**PROBLEM**. Pick out each line in the entries below that contains the word "shower", and copy every one of them in full.

**Lines of data**.
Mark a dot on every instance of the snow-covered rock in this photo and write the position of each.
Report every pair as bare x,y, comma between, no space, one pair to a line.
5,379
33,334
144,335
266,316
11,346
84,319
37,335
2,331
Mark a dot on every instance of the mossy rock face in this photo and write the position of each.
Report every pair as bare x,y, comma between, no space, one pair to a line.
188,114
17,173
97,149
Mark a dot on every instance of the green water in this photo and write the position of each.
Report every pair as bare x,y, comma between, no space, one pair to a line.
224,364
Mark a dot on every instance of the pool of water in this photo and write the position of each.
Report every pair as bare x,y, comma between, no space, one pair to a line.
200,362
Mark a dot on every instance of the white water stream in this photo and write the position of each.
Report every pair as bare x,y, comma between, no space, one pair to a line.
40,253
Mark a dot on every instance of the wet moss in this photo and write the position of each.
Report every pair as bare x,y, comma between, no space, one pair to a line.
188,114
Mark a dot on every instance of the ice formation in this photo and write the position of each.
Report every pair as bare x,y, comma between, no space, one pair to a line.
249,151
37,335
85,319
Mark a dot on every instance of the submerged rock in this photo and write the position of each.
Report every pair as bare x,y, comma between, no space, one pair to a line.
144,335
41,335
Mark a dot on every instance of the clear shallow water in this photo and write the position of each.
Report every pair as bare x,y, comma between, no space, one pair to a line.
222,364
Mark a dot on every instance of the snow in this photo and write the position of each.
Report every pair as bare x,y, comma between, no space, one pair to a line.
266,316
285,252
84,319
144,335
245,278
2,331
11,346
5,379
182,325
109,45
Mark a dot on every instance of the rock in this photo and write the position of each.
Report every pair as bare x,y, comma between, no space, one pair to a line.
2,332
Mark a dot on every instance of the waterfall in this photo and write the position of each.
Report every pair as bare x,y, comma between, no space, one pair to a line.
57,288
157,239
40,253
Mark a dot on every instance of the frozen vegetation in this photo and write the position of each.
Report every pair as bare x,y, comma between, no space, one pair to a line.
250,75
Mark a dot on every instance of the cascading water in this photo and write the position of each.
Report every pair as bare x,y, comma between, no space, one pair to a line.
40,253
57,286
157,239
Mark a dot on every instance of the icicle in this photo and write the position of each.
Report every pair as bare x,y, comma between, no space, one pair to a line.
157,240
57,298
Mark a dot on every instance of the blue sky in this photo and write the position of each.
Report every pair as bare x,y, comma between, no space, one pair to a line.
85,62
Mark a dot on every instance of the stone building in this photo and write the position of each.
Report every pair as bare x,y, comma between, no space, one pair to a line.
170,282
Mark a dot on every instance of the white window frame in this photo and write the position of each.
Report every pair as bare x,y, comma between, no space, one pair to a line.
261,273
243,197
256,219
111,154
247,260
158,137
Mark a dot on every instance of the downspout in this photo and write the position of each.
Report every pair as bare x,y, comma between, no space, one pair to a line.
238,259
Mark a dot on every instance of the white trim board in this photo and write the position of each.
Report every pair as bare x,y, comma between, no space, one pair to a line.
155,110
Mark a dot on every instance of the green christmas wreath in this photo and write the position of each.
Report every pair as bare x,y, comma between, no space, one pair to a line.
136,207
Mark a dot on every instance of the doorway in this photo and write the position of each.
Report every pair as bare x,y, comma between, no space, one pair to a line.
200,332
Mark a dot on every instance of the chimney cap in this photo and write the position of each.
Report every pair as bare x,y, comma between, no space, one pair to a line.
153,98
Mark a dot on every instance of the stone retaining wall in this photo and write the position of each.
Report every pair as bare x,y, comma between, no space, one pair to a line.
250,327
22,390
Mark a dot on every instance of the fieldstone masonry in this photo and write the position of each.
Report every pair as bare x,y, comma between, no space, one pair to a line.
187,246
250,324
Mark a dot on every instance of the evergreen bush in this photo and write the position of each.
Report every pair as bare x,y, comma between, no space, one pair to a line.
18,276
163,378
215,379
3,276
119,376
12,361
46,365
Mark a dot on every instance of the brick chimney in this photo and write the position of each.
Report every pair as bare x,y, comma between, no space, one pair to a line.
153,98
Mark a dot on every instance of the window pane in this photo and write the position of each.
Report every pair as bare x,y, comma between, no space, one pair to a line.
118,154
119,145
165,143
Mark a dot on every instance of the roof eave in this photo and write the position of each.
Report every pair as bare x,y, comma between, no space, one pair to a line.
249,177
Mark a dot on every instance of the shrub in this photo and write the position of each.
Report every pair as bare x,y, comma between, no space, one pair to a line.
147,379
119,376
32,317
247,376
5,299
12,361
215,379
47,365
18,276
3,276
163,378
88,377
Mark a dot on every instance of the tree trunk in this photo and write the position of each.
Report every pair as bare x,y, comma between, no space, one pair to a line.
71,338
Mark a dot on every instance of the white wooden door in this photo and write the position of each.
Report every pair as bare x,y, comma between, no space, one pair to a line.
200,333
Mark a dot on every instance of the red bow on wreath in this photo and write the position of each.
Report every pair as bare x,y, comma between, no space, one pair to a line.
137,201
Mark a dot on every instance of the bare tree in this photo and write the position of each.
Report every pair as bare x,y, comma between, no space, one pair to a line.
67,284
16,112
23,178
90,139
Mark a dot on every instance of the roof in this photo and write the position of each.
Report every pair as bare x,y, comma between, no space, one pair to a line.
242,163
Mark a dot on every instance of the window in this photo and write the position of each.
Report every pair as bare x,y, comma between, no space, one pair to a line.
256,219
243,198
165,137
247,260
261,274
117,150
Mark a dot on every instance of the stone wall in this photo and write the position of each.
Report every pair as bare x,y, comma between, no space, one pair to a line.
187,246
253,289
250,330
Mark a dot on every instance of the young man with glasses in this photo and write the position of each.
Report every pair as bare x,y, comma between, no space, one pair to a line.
==
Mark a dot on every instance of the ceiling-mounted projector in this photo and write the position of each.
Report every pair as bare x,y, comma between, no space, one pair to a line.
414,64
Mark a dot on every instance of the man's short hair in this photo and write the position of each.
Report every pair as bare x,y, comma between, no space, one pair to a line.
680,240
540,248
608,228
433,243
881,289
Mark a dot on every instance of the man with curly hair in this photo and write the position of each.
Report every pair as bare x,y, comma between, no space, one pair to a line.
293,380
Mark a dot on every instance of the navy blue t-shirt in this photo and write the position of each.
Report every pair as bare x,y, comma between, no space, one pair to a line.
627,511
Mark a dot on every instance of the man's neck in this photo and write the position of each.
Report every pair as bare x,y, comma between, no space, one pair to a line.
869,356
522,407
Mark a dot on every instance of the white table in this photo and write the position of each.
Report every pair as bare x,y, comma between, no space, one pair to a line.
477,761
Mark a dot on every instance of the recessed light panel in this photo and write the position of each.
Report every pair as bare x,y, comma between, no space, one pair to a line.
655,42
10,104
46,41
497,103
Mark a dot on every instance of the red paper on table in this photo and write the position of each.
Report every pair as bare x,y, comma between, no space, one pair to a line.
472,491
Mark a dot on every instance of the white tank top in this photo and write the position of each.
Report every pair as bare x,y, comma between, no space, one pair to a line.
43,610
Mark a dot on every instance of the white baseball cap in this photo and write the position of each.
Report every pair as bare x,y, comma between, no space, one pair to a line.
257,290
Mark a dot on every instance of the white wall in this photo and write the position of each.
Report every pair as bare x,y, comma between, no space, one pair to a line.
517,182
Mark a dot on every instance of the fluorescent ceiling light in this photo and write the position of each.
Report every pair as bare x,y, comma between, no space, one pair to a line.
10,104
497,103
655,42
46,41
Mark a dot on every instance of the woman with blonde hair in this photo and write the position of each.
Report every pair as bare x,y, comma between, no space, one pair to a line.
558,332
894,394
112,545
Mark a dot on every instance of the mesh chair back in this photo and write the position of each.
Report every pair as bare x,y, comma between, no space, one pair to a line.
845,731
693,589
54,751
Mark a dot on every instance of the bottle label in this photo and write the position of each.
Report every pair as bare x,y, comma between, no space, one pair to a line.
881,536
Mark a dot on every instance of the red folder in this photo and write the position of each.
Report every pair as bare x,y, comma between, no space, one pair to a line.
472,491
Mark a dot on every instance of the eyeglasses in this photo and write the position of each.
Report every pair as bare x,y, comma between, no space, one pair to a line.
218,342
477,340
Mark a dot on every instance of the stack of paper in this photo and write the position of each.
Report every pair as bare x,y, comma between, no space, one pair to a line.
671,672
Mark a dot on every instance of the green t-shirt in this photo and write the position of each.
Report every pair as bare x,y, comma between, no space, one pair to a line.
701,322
==
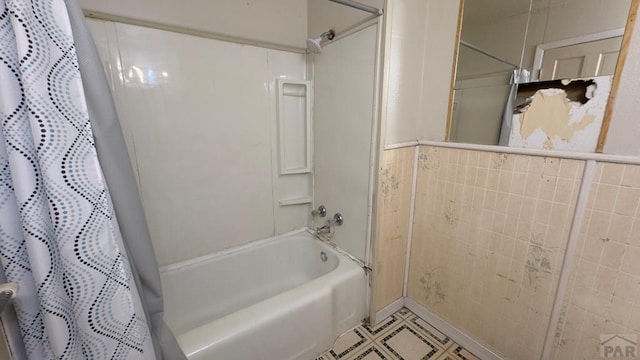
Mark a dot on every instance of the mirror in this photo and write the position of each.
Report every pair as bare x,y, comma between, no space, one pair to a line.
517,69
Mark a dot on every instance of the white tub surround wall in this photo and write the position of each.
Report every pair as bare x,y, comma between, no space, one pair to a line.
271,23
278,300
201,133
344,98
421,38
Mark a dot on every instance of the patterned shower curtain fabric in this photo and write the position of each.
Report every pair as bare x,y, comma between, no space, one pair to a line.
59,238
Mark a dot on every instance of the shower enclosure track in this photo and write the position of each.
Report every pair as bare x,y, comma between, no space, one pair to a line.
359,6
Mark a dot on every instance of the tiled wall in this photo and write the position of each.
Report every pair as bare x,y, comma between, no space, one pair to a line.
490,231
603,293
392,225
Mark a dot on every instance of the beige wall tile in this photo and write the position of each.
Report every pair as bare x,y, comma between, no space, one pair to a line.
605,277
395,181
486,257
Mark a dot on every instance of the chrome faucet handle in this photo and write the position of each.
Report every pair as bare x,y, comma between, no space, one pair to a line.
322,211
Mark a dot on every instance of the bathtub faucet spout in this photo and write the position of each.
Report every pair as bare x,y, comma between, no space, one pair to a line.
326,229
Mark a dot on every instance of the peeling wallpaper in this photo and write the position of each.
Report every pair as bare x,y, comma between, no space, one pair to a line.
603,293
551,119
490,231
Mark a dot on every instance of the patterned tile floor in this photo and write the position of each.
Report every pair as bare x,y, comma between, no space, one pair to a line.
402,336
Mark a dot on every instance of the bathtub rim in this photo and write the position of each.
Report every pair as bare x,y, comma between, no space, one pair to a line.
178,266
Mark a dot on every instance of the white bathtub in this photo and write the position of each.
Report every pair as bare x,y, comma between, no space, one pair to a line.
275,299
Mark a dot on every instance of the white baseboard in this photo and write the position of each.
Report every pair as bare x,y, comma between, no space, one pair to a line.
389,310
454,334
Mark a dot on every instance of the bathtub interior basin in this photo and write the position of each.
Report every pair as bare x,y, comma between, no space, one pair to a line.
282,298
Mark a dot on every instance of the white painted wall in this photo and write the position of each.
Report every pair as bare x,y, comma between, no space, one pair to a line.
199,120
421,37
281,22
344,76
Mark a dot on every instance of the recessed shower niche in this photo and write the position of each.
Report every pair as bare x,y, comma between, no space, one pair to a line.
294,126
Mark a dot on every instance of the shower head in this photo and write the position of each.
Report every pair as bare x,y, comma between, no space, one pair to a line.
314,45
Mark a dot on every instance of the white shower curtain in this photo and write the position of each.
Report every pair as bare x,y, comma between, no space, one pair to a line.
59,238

**RESPONSE**.
Mark a dot on every instance of the patterned shower curtain fabric in this photo and write the position of each.
Mark a dot on every instance of the shower enclosure track in this photo and write the position of each.
Mark a dot on every instance of the recessed shower niche in this photo and write the position of each.
Mark a dot on every instance of the shower head in this photo and write the position of each.
Mark a dot on every instance of the white shower curtain in this photo and write the position of each.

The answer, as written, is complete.